**WHAT IS REQUIRED:** Reproduce the entries below, starting at the line that contains "back and put a dot on each instance?" and stopping after the final entry. Keep every line, the requests included, and add 101 to each coordinate in the answers.

◆ ◆ ◆ ◆ ◆

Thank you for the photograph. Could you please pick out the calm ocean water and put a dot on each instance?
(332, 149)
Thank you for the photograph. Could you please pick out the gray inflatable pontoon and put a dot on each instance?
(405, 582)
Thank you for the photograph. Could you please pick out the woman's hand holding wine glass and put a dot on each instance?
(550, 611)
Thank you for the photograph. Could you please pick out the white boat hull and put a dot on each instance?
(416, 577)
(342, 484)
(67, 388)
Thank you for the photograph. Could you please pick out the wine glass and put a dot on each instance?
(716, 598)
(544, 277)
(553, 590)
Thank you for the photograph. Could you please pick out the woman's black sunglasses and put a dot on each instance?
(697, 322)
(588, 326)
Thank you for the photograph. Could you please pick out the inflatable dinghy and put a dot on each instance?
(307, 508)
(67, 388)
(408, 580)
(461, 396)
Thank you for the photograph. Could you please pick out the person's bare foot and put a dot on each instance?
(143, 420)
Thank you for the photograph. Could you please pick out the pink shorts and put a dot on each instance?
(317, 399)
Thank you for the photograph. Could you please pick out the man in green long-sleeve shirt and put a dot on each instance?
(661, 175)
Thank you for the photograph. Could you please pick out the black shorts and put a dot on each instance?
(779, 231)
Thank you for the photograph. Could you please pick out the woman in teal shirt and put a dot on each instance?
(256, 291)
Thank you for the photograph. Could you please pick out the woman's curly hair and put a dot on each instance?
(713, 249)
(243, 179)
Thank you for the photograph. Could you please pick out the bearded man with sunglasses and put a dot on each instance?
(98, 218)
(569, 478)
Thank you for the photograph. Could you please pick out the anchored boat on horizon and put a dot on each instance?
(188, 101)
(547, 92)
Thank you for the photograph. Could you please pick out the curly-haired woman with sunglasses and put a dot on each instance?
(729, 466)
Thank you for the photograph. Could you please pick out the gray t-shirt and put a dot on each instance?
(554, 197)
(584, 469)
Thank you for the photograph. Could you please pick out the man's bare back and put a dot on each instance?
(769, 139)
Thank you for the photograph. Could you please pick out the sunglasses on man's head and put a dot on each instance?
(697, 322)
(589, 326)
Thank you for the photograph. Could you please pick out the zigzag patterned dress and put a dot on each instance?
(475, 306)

◆ ◆ ◆ ◆ ◆

**EXERCISE RESPONSE:**
Thank you for the photograph. Could you please pick out the man's bare back and put a dot on each instance?
(870, 240)
Thank you for the photograph. Could you please pick out the sunglasses on man's head and put a dot on each instance?
(798, 423)
(690, 427)
Thank you for the photograph. Could you please pick out the zigzag patterned dress and put a dot on each instance?
(576, 407)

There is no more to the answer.